### SET PROBLEM
In the part that opens with the first of these lines and closes with the line containing "[(619, 483), (78, 636)]", substitute "trooper" for "officer" and give that part again with everything else unchanged. Leave out the pictures.
=======
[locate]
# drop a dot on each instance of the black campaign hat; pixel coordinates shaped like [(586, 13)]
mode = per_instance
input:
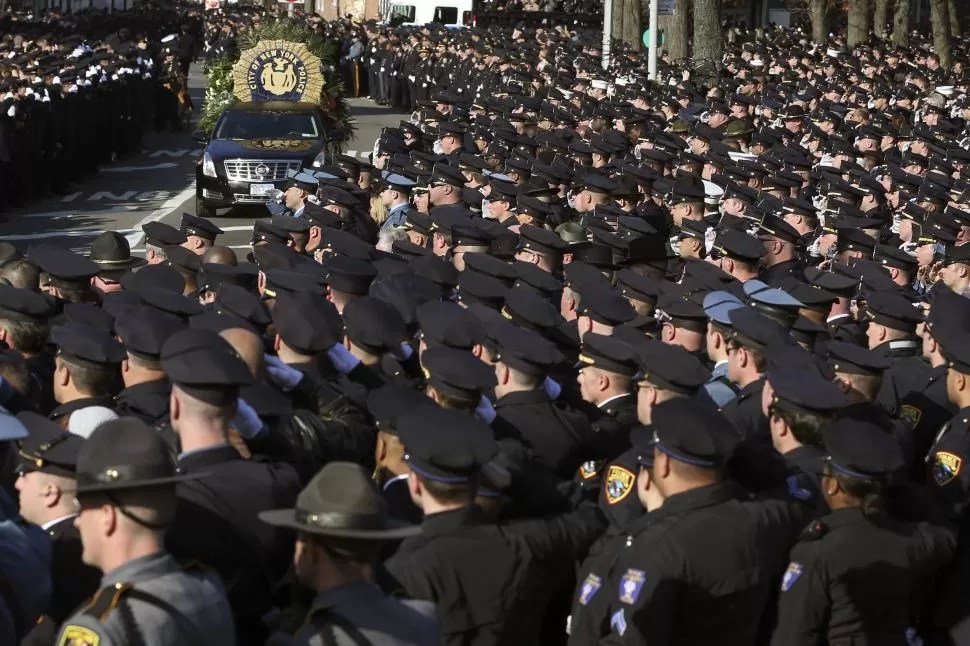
[(525, 350), (307, 322), (143, 330), (854, 359), (445, 445), (608, 353), (697, 435), (893, 310), (374, 325), (123, 454), (62, 264), (341, 501), (112, 253), (18, 304), (80, 341), (159, 234), (670, 367), (49, 448), (454, 371), (205, 365), (349, 275), (861, 448)]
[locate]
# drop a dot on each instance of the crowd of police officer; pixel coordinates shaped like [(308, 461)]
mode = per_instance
[(79, 90), (576, 358)]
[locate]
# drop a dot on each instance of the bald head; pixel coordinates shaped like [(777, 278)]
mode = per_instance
[(220, 256), (249, 346)]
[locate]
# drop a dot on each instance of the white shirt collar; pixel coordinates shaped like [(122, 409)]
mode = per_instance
[(51, 523), (607, 401)]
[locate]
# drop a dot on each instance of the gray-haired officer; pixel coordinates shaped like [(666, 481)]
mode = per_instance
[(126, 498), (342, 523)]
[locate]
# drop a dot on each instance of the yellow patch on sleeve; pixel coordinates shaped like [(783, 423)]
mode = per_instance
[(619, 483), (78, 636)]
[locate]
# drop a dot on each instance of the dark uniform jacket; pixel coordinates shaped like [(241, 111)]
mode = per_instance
[(147, 401), (491, 582), (701, 571), (557, 435), (216, 523), (906, 374), (851, 581)]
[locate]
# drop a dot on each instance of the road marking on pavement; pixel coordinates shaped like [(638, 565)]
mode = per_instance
[(136, 236), (132, 169), (65, 214)]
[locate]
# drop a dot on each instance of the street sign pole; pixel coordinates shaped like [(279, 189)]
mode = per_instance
[(652, 44), (607, 32)]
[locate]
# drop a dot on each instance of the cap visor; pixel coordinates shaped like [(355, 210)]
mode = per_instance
[(287, 518)]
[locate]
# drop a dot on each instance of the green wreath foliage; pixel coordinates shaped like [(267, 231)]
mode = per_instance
[(219, 94)]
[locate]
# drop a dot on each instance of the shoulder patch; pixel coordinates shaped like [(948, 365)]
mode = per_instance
[(619, 483), (791, 575), (797, 491), (815, 530), (618, 622), (631, 584), (78, 636), (911, 414), (589, 588), (946, 467), (590, 469)]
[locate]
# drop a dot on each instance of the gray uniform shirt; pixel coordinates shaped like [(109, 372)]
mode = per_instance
[(201, 616), (380, 620)]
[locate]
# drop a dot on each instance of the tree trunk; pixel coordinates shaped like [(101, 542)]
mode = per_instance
[(858, 28), (674, 30), (940, 23), (901, 23), (708, 39), (820, 25), (879, 18), (632, 32)]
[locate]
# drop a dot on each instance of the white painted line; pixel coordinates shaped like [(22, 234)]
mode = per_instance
[(59, 234), (137, 236), (131, 169), (64, 214)]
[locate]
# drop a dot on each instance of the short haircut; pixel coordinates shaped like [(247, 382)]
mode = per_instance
[(21, 273), (93, 378), (27, 336)]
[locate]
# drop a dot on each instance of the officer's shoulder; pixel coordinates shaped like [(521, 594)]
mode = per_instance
[(814, 531)]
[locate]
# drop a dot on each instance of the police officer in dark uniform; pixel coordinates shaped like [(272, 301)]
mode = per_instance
[(605, 380), (491, 569), (143, 330), (126, 474), (855, 575), (25, 327), (46, 479), (799, 405), (86, 375), (216, 521), (891, 329), (668, 585)]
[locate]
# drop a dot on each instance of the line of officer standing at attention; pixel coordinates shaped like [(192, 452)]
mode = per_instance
[(78, 91), (627, 363)]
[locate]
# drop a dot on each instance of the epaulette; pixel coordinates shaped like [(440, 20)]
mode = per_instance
[(105, 600), (815, 530)]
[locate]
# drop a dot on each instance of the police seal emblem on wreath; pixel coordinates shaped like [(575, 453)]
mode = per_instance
[(278, 70)]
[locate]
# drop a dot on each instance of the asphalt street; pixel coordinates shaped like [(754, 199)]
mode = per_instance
[(156, 184)]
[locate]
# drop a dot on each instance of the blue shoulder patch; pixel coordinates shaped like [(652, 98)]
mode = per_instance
[(631, 584), (791, 575), (796, 490)]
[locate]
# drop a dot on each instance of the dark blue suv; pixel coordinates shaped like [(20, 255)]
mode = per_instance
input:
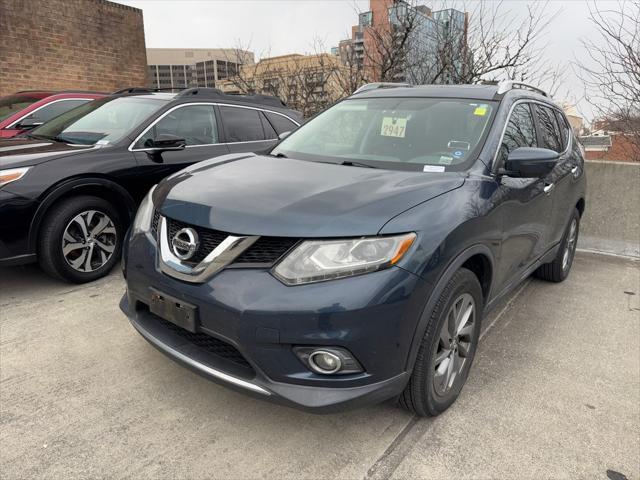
=======
### ANSWER BELOW
[locate]
# drop a dot on each instance of the black campaign hat; pixel coordinates shaped like [(586, 13)]
mode = per_instance
input:
[(525, 350), (307, 322), (143, 330), (854, 359), (445, 445), (608, 353), (697, 435), (893, 310), (374, 325), (123, 454), (62, 264), (341, 501), (112, 253), (18, 304), (80, 341), (159, 234), (670, 367), (49, 448), (454, 371), (205, 365), (349, 275), (861, 448)]
[locate]
# drop a dot on each instance of the crowd of police trooper; pixel coordinates shaped like [(308, 461)]
mode = per_instance
[(79, 90), (576, 358)]
[locate]
# drop a dot on each instance of the bald head; pixel coordinates shaped like [(777, 278)]
mode = per_instance
[(220, 256), (249, 346)]
[locate]
# drop a dot on each instance of the white shirt collar; pixel coordinates shaped like [(122, 409)]
mode = per_instance
[(51, 523), (607, 401)]
[locate]
# drop a dot on each instance of the gray-haired trooper; pixel coordinates shaped like [(666, 481)]
mode = per_instance
[(126, 498), (342, 523)]
[locate]
# drop a dot on each instance of the yellow patch on sleeve; pixel coordinates shaped like [(783, 423)]
mode = per_instance
[(619, 483), (78, 636)]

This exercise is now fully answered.